◆ 原文

┏━━

森鴎外についての文章もあり、彼の最晩年の話が調べて書かれています。私は、子供の頃から森鴎外より夏目漱石が好きでした。読みやすいし、子供には話しが面白かったのでしょうね。でも、歴史的な人物として見ていくと、森鴎外はとても重要な役割をしているのだなと思うようになりました。彼の墓石には彼の意思により、「森林太郎の墓」とのみあるそうです。彼にとって明治という国家が与えたいくつもの役職や褒章は意味をもたないものだったようです。それはなぜなのか、また元号について彼がどう考えどうかかわったのかもわかります。
マクルーハンが書いていたかと思いますが、本を読むときに新しい知識が含まれる割合は30%くらいまでがよいそうです。それを超えると、何が書いてあるのか頭脳がスムーズに処理できないとか。猪瀬氏の本は、ちょっと私には新しいことが多すぎて、読むのに頭が疲れます。だからすぐにではないですが、たまに彼の他の本にも手を出していこうと思います。
それにしても、東京都知事になるのかなー。結果が楽しみです。
体調は良好。外はかなり寒いので、家でゆっくりしています。





本「東条英機 処刑の日」

2012-05-17 07:51:22 | Book
猪瀬直樹著「東条英機 処刑の日」読了。

┗━━

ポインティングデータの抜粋
┏━━

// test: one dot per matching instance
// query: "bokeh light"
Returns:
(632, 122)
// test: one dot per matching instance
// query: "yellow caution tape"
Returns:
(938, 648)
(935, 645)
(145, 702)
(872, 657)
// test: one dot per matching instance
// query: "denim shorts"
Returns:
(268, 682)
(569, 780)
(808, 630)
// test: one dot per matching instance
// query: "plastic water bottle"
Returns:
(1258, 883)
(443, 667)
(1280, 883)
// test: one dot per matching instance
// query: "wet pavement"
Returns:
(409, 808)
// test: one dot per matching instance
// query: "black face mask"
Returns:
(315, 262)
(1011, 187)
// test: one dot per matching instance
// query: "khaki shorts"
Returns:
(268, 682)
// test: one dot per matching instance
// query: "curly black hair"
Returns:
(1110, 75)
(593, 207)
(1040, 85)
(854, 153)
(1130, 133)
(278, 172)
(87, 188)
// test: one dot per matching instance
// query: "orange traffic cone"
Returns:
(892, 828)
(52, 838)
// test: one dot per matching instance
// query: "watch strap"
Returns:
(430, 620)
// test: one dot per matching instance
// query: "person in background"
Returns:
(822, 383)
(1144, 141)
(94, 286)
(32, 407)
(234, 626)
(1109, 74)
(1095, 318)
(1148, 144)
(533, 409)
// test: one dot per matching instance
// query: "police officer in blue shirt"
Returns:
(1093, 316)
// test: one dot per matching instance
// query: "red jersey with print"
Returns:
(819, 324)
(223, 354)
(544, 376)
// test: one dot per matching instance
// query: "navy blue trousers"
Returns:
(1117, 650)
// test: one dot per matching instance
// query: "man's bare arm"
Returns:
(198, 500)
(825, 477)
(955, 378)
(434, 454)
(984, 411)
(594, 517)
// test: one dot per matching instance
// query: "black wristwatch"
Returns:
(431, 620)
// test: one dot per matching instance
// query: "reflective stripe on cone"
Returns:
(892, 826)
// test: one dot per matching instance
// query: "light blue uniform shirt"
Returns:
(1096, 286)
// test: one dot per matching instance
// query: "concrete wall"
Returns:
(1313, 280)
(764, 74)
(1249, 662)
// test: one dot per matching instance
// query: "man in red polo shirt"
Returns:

┗━━

◆ 課題
1. 読書ブログの文章のうち「マクルーハンが書いていたかと思いますが」で始まる段落を、主な内容を残して箇条書きに書き直せ。
2. 次の(a)〜(c)が読書ブログの文章と合っているかどうか、それぞれ「はい」か「いいえ」で答え、判断の根拠となる箇所をそのまま引用せよ。
(a) 筆者は子供の頃、夏目漱石より森鴎外が好きだった。
(b) 森鴎外の墓石には「森林太郎の墓」とだけ刻まれているという。
(c) 筆者は外が寒いため、家でゆっくり過ごしている。
3. 読書ブログの文章を、最後の一文『猪瀬直樹著「東条英機 処刑の日」読了。』の後から書き継げ。

◆ 解答
1.
- マクルーハンが書いていたと思うが、本を読むとき、新しい知識の割合は30%くらいまでがよいという。
- それを超えると、書かれている内容を頭脳がスムーズに処理できないらしい。
- 猪瀬氏の本は筆者には新しいことが多すぎて、読むと頭が疲れる。
- そのため、すぐにではないが、たまに彼の他の本も読んでいくつもりだ。

2.
(a) いいえ。『私は、子供の頃から森鴎外より夏目漱石が好きでした。』
(b) はい。『彼の墓石には彼の意思により、「森林太郎の墓」とのみあるそうです。』
(c) はい。『外はかなり寒いので、家でゆっくりしています。』

3.
この日は、単行本のときには「ジミーの誕生日」というタイトルで、文庫本になった際に現在のものに変更されました。副題は、「アメリカが天皇明仁に刻んだ「死の暗号」」とあります。
「ジミーの誕生日が心配です」という言葉を最後に綴られなくなった古い祖母の日記帳を見つけた女性が、この言葉の謎を解くことを著者に依頼したことから、本は始まります。
ジミーの誕生日が何なのかという謎はすぐにわかりますが、どうして、それがその日記帳に書かれていて、その言葉を最後に日記が書かれなくなったのか、という謎について解明されるのは、かなり後半までかかります。
第二次世界大戦がどう始まり、どのように終わって、戦後の裁判がどういうふうに行われたのかという、歴史の教科書ではわからない部分が、この本を読んで、かなりクリアーになりました。また、天皇の立ち位置がどうだったのか、マッカーサーはなぜ天皇を処刑せずに温存したのかが、よく理解できました。
史実的な記述も多く、読みづらくなりそうなところを、著者と女性が交わす現代での会話などがテンポを作り、読みやすくなっています。
この著者の本は興味はあったのですが、実際に読むのは初めてでした。また、別の本にも手を出してみようと思います。
体調は良好です。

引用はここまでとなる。